**PROVIDED RECORDS**
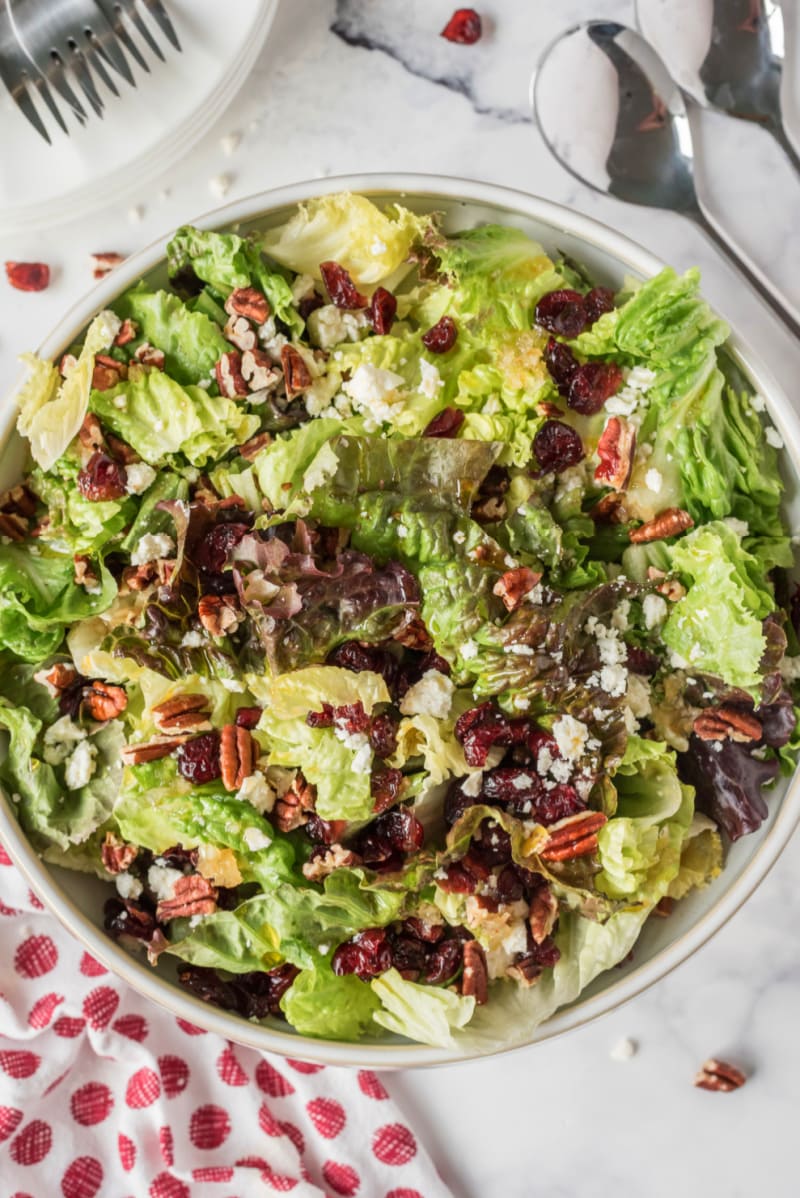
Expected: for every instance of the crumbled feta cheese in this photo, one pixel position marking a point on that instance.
(653, 479)
(138, 476)
(654, 609)
(80, 766)
(162, 881)
(60, 739)
(431, 381)
(432, 695)
(374, 392)
(256, 791)
(151, 546)
(570, 736)
(472, 784)
(255, 839)
(127, 887)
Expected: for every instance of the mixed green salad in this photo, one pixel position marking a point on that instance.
(395, 618)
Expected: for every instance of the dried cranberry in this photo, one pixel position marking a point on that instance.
(598, 302)
(341, 289)
(642, 661)
(28, 276)
(382, 734)
(248, 717)
(562, 313)
(102, 479)
(385, 787)
(407, 956)
(211, 551)
(442, 336)
(431, 933)
(446, 423)
(557, 447)
(593, 383)
(562, 364)
(382, 310)
(443, 962)
(198, 760)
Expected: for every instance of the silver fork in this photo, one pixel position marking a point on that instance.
(66, 40)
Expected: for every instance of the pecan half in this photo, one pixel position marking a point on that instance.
(218, 613)
(321, 864)
(115, 854)
(296, 371)
(474, 980)
(667, 524)
(237, 751)
(616, 451)
(248, 302)
(240, 332)
(515, 585)
(229, 375)
(193, 895)
(719, 1075)
(291, 809)
(189, 711)
(543, 914)
(104, 701)
(574, 836)
(727, 722)
(152, 750)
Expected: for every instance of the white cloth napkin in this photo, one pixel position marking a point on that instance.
(104, 1095)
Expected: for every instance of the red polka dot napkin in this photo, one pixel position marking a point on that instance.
(103, 1095)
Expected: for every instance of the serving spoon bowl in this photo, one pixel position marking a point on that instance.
(628, 132)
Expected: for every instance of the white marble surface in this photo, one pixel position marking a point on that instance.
(368, 85)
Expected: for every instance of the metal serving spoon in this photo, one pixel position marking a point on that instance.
(738, 61)
(625, 131)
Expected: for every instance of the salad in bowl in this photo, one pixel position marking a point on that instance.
(395, 619)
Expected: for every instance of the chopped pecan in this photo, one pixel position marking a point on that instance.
(296, 371)
(291, 809)
(513, 586)
(240, 332)
(188, 711)
(260, 373)
(218, 613)
(573, 836)
(667, 524)
(248, 302)
(719, 1075)
(84, 575)
(543, 914)
(152, 750)
(474, 981)
(253, 447)
(128, 330)
(104, 262)
(115, 854)
(326, 859)
(229, 375)
(727, 722)
(150, 356)
(103, 701)
(237, 751)
(616, 453)
(193, 895)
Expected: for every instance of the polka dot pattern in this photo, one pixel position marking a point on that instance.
(108, 1096)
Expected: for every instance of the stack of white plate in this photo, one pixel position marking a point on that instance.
(143, 132)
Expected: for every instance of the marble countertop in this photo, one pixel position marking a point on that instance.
(367, 85)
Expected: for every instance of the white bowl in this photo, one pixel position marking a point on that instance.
(78, 900)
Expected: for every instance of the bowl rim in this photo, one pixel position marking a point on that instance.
(401, 1056)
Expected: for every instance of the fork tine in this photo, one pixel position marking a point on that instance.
(159, 16)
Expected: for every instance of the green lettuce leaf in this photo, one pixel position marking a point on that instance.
(424, 1014)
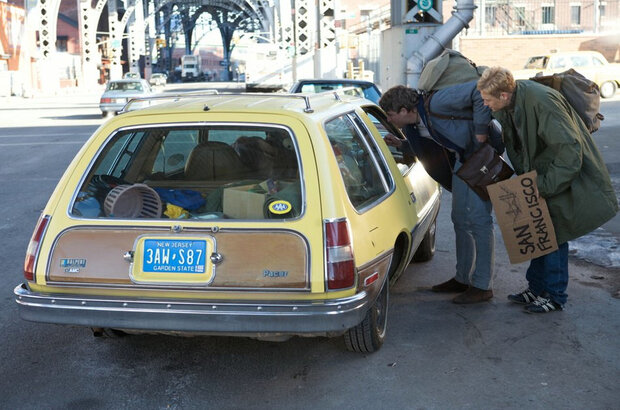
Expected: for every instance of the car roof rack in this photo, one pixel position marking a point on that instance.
(143, 102)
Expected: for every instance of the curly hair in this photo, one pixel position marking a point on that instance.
(496, 80)
(399, 97)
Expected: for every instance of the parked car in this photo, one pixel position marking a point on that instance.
(118, 92)
(249, 215)
(131, 75)
(590, 64)
(362, 88)
(158, 79)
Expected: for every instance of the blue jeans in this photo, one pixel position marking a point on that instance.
(475, 240)
(549, 274)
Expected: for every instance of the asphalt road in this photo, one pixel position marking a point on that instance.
(437, 355)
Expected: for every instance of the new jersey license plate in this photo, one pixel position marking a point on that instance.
(174, 256)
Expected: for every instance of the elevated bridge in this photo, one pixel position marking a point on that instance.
(307, 27)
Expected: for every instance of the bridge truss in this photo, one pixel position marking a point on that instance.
(304, 24)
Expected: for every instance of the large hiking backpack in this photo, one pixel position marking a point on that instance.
(582, 94)
(450, 68)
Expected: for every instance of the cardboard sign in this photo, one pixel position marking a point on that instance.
(523, 218)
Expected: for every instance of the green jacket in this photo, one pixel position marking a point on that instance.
(542, 132)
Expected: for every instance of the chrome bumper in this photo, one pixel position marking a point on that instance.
(212, 317)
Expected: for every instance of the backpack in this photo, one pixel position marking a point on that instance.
(582, 94)
(450, 68)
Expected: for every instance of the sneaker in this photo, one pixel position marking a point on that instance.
(451, 286)
(543, 305)
(524, 298)
(473, 295)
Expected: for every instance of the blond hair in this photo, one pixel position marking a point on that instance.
(496, 80)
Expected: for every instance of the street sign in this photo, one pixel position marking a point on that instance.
(425, 5)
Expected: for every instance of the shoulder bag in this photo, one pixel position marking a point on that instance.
(484, 167)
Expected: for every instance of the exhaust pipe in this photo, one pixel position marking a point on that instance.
(435, 43)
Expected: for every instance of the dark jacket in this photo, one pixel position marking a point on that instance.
(543, 132)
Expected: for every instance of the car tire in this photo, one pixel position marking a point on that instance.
(368, 336)
(608, 89)
(426, 250)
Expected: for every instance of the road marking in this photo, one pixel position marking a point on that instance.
(43, 143)
(41, 135)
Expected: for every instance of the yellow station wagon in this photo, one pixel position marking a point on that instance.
(252, 215)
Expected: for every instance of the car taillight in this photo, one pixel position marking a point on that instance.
(339, 255)
(33, 247)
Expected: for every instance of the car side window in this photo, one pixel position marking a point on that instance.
(402, 155)
(362, 179)
(373, 148)
(559, 62)
(579, 61)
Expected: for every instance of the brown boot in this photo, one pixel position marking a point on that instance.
(451, 286)
(473, 295)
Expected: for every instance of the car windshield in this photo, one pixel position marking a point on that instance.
(126, 86)
(538, 62)
(194, 172)
(361, 90)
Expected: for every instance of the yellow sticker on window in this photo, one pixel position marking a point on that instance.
(280, 207)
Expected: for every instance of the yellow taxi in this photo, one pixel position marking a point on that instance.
(256, 215)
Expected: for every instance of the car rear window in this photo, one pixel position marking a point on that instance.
(359, 167)
(193, 172)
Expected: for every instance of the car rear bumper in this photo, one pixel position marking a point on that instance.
(116, 107)
(320, 317)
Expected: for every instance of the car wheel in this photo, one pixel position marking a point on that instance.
(608, 89)
(426, 250)
(369, 335)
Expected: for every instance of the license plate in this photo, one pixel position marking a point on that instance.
(174, 256)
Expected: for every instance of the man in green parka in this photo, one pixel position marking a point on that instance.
(542, 132)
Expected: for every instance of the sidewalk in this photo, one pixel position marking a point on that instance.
(42, 99)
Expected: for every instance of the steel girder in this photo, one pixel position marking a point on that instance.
(230, 15)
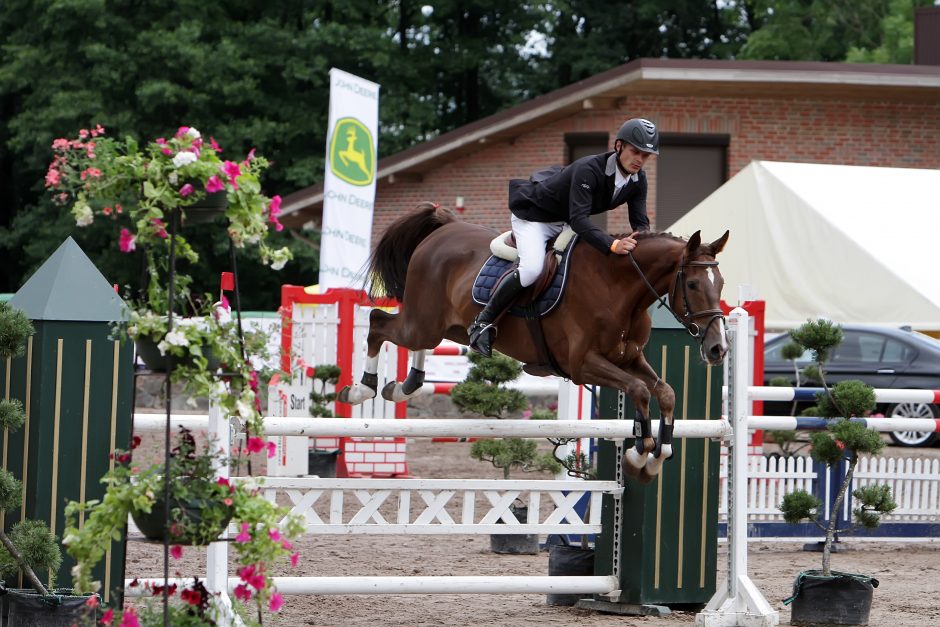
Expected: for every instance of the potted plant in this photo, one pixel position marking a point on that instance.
(483, 392)
(201, 506)
(30, 547)
(825, 596)
(322, 462)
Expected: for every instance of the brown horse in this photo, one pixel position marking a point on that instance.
(428, 260)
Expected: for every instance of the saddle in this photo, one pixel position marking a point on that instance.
(536, 301)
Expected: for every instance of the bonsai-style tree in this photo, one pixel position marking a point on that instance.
(30, 545)
(483, 392)
(843, 440)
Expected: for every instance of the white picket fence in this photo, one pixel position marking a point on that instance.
(914, 483)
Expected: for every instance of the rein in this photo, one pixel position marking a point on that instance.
(687, 320)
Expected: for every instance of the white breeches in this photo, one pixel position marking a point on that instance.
(531, 238)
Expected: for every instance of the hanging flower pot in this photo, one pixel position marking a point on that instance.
(192, 522)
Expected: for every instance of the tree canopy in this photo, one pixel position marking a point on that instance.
(254, 74)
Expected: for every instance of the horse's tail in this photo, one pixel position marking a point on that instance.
(389, 261)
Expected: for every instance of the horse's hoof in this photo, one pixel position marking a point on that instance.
(355, 394)
(633, 462)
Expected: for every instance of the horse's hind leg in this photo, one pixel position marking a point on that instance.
(385, 327)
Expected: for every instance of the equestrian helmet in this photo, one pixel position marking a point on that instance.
(641, 134)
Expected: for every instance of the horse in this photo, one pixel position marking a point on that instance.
(428, 260)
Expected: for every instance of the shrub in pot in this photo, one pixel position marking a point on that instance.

**ACTIVITY**
Make an exact copy of the lines running from the one with "Expected: for every instance of the white breeches" to the last line of the listing, including both ends.

**THE ANSWER**
Expected: for every instance of the white breeches in this photo, one pixel position marking a point on that instance.
(531, 238)
Expected: for every instance of the hanging flower pot in this photo, one pixel position marking a point on that instance.
(192, 522)
Expected: for every instance of the tree canopy in this photo, one pixel position marking a point on that instance.
(254, 74)
Expected: for every instance of the horse's tail in this photo, one pixel position marking a point on that instance.
(389, 261)
Expected: for every instance of the horse's hoof in this photo, one pixel position marking a point on that instance.
(355, 394)
(633, 462)
Expected: for every instance of the horse's hind leg in this photo, one pixel position marking a point on that instance.
(385, 327)
Expected: for every instance of the equestrian helmet in this photo, one pixel position marking a point on that instance.
(641, 134)
Expected: for every instance of the horse in this photo, one pixel position marking a point on that instance.
(428, 260)
Expected: for every instance of the shrub in pot in this photo, one pixel position marking a point on that instance.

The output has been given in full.